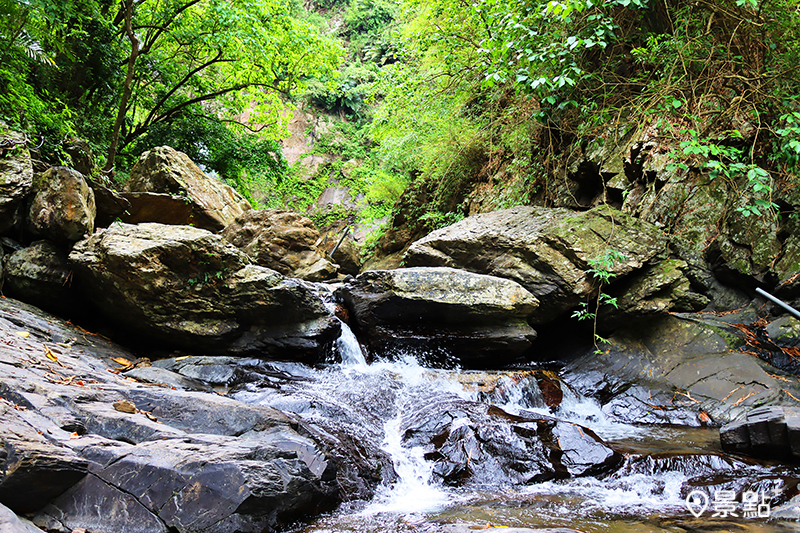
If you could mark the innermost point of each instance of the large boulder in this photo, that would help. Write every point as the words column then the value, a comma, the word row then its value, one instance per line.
column 768, row 432
column 448, row 313
column 190, row 288
column 163, row 170
column 281, row 240
column 471, row 442
column 40, row 275
column 63, row 207
column 547, row 251
column 682, row 369
column 84, row 448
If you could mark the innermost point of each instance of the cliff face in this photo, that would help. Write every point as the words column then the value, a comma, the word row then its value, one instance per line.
column 732, row 234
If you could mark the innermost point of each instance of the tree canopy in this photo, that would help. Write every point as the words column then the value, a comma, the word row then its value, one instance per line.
column 157, row 62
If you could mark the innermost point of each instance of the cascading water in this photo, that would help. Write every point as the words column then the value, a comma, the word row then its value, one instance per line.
column 388, row 406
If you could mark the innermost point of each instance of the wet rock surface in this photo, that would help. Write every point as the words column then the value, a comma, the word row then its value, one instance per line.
column 163, row 170
column 769, row 432
column 75, row 457
column 192, row 289
column 680, row 370
column 448, row 313
column 281, row 240
column 547, row 251
column 472, row 443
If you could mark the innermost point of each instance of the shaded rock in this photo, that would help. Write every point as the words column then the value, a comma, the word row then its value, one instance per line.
column 655, row 290
column 11, row 523
column 33, row 468
column 478, row 320
column 81, row 155
column 167, row 378
column 479, row 444
column 770, row 432
column 164, row 170
column 16, row 181
column 192, row 289
column 41, row 275
column 111, row 205
column 244, row 485
column 281, row 240
column 63, row 208
column 346, row 253
column 215, row 370
column 681, row 369
column 209, row 463
column 547, row 251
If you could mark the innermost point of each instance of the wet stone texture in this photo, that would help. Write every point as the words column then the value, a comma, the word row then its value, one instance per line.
column 681, row 369
column 472, row 443
column 769, row 432
column 479, row 320
column 74, row 455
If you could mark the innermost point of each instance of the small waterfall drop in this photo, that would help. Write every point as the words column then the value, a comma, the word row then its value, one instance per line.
column 346, row 345
column 349, row 349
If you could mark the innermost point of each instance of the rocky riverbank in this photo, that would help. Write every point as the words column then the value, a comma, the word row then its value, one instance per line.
column 217, row 302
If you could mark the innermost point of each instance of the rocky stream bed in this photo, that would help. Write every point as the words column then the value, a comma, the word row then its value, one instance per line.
column 207, row 369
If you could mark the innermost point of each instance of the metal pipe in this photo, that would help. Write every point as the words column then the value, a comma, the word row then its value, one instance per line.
column 783, row 304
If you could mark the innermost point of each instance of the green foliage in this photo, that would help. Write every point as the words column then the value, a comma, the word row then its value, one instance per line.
column 345, row 92
column 600, row 268
column 735, row 165
column 369, row 16
column 240, row 158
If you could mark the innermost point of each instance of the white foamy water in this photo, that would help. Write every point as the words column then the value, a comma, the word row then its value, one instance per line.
column 349, row 349
column 414, row 491
column 635, row 494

================================

WHAT IS EXPECTED » Rewrite all of the rows above with "innermost point" replaced by "central point" and everything else unchanged. Leave the pictures out.

RESULT OF THIS TASK »
If you could mark the central point of each instance of the large boulder in this photo, that would help. Write every point as the words column then the value, a comma, the word row then its value, one instance per line.
column 768, row 432
column 448, row 313
column 190, row 288
column 163, row 170
column 281, row 240
column 471, row 442
column 40, row 275
column 63, row 207
column 547, row 251
column 682, row 369
column 84, row 448
If you could mark the central point of each instance of the cliff face in this photo, that would help. Write every point as the words column then the value, a comma, the word row then its value, one instance per line.
column 732, row 234
If you could mark the central point of each instance of the tree canopy in this photo, that would help. Write every point as the words column then the value, a comma, the word row then its value, one instance per line.
column 157, row 62
If you could mark the central point of each instance of the cascading water in this photo, that would help. Write every point as the words column then the value, a comma, the word row then its value, one instance per line.
column 388, row 406
If you could mark the central point of each instance of the wet rock surface in this photo, that would help. Write every point as the words column then the value, a comma, the word row then its value, one instance per line.
column 163, row 170
column 769, row 432
column 75, row 457
column 192, row 289
column 680, row 370
column 448, row 313
column 281, row 240
column 547, row 251
column 472, row 443
If you could mark the central point of each instance of the shaded rock in this photo, that would help. Write every point as the words column then the value, a comma, the word row then its value, one instance per line.
column 655, row 290
column 11, row 523
column 33, row 468
column 478, row 320
column 81, row 155
column 167, row 378
column 479, row 444
column 770, row 432
column 164, row 170
column 16, row 181
column 192, row 289
column 41, row 275
column 111, row 205
column 244, row 485
column 281, row 240
column 63, row 208
column 346, row 253
column 215, row 370
column 681, row 369
column 209, row 463
column 547, row 251
If you could mark the central point of each instance of the wet stone texture in this photo, that would help. Write every point as the words column then the value, a comma, the word row then its value, one instance per line.
column 681, row 369
column 472, row 443
column 769, row 432
column 479, row 320
column 74, row 455
If you could mark the central point of each instance of the small waterfall drop in this photo, that would help. Write every point as the words column then the value, a comma, the word row then its value, one instance per line.
column 346, row 345
column 349, row 349
If you could mark the central point of each instance of the rocky riverbank in this photo, that would help. Write every point as the words column then the value, a comma, the word row then its value, one instance per line.
column 217, row 302
If you could mark the central point of each instance of the rocky stream bed in this photo, that would help. Write every point as the words column then the value, a comma, the word row then its value, one instance per line.
column 207, row 369
If you could mark the central point of each instance of the metal pipe in this photo, that would help. Write every point as the words column then the value, a comma, the word row then its value, one instance per line.
column 783, row 304
If you could mark the central point of each instance of the green foliage in this photo, that would help. Write every point as the words column then the value, a comma, the word row then its value, one instance per line.
column 345, row 92
column 600, row 268
column 735, row 165
column 369, row 16
column 240, row 158
If you could mark the central point of each instance of the white foamy water in this photo, that would help. Write every point as the words column then the value, a comma, the word row then its value, one instance per line.
column 349, row 349
column 414, row 491
column 635, row 494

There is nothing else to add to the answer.